▶ _Job_
How many lines in the records below contain the string "haired"? Reply with the count alone.
================
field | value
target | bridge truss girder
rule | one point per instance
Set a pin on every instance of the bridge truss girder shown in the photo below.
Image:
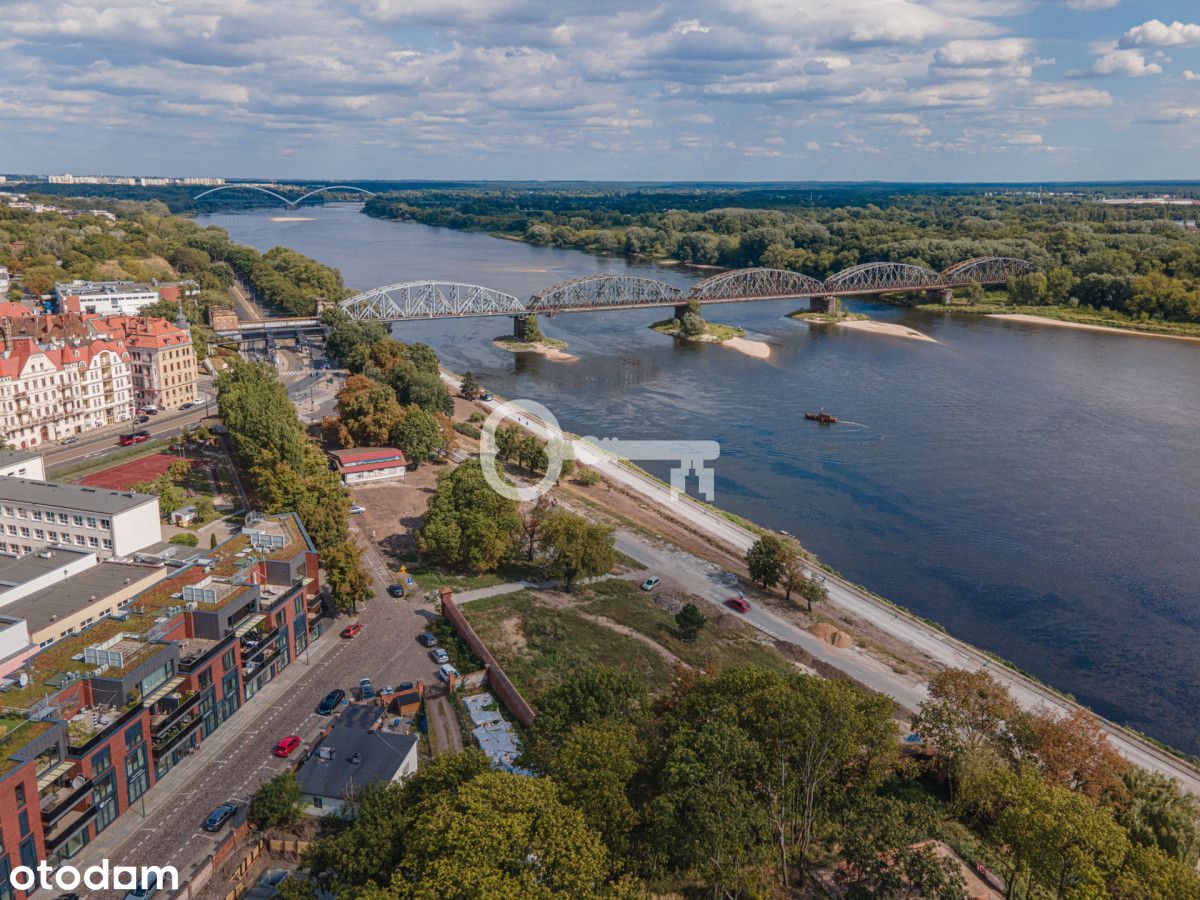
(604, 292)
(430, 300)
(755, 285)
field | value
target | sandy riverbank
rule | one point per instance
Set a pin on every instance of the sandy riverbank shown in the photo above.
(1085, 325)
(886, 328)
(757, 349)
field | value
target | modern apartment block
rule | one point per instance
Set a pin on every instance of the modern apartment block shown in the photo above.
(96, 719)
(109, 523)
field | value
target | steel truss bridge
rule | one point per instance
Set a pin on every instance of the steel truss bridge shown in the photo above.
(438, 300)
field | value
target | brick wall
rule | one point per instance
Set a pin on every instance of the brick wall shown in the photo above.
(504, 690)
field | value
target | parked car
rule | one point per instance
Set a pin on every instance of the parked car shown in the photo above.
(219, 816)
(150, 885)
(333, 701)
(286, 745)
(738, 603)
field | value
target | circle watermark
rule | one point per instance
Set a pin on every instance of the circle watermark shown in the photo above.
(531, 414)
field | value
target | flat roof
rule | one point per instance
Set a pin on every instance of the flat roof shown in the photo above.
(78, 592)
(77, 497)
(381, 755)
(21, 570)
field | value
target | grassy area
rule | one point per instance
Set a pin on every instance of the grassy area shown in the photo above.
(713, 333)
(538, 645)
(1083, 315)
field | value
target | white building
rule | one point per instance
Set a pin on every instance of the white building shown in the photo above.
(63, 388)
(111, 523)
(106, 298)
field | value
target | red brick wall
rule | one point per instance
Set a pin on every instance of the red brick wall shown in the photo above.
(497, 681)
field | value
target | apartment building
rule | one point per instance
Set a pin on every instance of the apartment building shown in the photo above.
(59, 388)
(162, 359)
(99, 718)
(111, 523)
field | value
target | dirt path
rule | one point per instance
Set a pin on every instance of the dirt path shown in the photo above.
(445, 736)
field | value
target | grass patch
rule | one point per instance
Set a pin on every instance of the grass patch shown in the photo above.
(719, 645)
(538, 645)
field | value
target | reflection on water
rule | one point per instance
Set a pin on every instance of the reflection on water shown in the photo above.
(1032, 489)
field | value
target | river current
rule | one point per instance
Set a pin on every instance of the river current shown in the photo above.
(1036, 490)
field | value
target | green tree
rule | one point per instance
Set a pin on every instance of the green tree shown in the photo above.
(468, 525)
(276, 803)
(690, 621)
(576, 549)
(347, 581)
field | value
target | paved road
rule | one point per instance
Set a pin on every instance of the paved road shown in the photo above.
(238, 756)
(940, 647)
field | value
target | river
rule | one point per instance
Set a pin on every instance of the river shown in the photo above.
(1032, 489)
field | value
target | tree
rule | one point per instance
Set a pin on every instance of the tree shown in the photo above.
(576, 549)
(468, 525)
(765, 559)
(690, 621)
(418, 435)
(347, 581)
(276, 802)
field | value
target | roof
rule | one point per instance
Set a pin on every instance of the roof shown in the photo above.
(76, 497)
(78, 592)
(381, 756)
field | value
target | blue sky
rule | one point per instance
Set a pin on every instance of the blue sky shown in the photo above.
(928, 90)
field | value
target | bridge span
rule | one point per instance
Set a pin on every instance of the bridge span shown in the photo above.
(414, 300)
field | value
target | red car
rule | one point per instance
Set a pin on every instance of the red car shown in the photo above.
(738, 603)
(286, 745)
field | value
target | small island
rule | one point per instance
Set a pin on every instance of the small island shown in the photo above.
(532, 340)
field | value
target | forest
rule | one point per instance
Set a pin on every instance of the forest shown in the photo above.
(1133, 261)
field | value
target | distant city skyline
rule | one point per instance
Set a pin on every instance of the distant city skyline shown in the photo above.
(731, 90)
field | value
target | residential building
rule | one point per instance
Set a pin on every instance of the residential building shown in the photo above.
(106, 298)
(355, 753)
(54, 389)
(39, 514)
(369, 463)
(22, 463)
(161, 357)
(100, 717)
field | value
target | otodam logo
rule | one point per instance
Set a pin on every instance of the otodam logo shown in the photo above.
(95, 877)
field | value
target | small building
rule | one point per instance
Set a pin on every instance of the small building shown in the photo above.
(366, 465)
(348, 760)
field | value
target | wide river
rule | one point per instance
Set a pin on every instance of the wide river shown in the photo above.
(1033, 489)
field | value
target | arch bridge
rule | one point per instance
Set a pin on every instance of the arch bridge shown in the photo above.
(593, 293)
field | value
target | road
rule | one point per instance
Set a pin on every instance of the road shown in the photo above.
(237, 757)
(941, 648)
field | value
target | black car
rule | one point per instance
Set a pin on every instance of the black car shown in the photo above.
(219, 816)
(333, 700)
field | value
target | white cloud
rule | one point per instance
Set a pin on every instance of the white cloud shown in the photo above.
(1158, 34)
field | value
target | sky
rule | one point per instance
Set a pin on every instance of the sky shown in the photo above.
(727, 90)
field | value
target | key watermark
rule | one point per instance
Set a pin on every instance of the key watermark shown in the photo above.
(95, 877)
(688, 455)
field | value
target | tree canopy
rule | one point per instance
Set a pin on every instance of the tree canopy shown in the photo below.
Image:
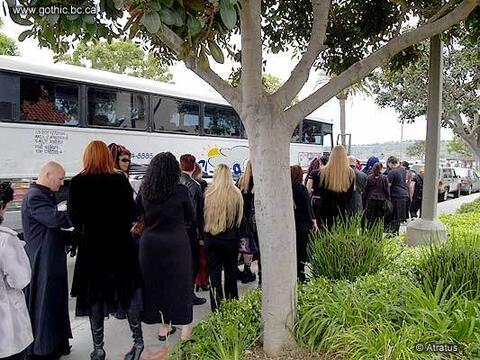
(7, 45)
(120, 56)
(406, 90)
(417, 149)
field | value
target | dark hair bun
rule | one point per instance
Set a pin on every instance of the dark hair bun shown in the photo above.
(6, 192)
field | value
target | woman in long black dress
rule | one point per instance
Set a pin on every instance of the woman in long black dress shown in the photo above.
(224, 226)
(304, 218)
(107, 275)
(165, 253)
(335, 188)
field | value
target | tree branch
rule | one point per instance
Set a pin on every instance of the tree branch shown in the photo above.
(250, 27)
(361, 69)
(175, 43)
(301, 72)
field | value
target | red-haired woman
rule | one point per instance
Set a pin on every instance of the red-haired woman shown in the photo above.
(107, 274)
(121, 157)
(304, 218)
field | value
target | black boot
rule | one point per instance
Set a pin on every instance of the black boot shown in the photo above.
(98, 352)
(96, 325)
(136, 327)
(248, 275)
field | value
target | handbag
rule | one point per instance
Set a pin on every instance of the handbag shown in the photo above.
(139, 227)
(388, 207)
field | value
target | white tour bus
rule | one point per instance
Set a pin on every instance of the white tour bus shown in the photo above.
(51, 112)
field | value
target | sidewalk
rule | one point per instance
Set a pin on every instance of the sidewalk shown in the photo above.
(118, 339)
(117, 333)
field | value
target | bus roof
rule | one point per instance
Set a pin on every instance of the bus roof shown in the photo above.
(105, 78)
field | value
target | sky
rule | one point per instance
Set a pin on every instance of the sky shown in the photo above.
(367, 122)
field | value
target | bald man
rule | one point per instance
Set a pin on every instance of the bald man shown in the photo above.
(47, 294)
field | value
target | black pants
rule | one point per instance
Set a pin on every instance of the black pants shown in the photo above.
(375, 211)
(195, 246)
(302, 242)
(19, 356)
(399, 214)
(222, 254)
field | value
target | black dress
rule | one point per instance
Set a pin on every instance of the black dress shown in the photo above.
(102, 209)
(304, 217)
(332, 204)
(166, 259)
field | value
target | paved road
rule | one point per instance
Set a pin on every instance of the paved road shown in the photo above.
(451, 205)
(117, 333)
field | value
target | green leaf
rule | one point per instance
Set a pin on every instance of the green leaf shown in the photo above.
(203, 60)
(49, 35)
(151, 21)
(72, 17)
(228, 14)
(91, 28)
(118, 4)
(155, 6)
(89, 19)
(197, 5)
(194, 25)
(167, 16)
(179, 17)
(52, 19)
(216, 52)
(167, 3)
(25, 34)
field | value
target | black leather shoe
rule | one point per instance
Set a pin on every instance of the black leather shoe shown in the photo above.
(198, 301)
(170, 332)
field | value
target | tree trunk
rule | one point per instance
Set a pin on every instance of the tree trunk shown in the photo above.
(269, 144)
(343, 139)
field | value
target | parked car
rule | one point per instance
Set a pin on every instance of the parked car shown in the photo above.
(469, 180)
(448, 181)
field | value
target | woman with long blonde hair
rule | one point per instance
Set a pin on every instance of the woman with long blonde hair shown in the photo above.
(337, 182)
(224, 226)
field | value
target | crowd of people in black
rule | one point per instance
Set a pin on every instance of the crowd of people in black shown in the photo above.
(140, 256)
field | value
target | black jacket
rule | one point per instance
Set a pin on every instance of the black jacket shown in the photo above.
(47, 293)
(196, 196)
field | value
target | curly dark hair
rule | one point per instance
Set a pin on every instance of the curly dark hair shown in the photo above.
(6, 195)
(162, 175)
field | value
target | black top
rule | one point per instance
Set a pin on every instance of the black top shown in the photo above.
================
▶ _Response below_
2